EXERCISE TASK
Retype the passage about the studio, starting at "My studio is" and ending at "over the place.".

EXTRACT PROVIDED
Begin

My studio is my happy place. In any other room, the chaos would drive me crazy—but somehow, being amongst ten different projects all in various stages of completion makes me happy. I love seeing colors and textures and ideas germinating all over the place.

I’ve always tried to have a space carved out for creating, for doing artwork (or should I say artplay?). It was actually my son who taught me the importance of having a space for works in progress. When he was about 4 years old, he spent many days, maybe weeks, working on a kingdom of combined materials: legos, Lincoln logs, matchbox cars, miniature animals, and more. It was an amazing creation. It took up a large portion of our family room and was magnificent. I wish I had taken a photo. I kept stepping over it as I walked through the family room numerous times a day. But my spouse was not very supportive of messes, so one day, while Nick was at school, I decided it was time I cleaned it up. Oh, how I wish I hadn’t! He looked at me with such a heartbroken and betrayed look. I felt like the worst mother in the world. I promised myself: never again. So we built huge, child-level creation tables covered in tile and put them in the basement. I promised my kids that anything on those tables would remain untouched. It was a dedicated space to create.

End

INFORMATION PROVIDED
Begin

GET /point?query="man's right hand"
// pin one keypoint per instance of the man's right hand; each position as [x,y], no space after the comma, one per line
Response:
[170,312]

End

FINISHED TASK
My studio is my happy place. In any other room, the chaos would drive me crazy—but somehow, being amongst ten different projects all in various stages of completion makes me happy. I love seeing colors and textures and ideas germinating all over the place.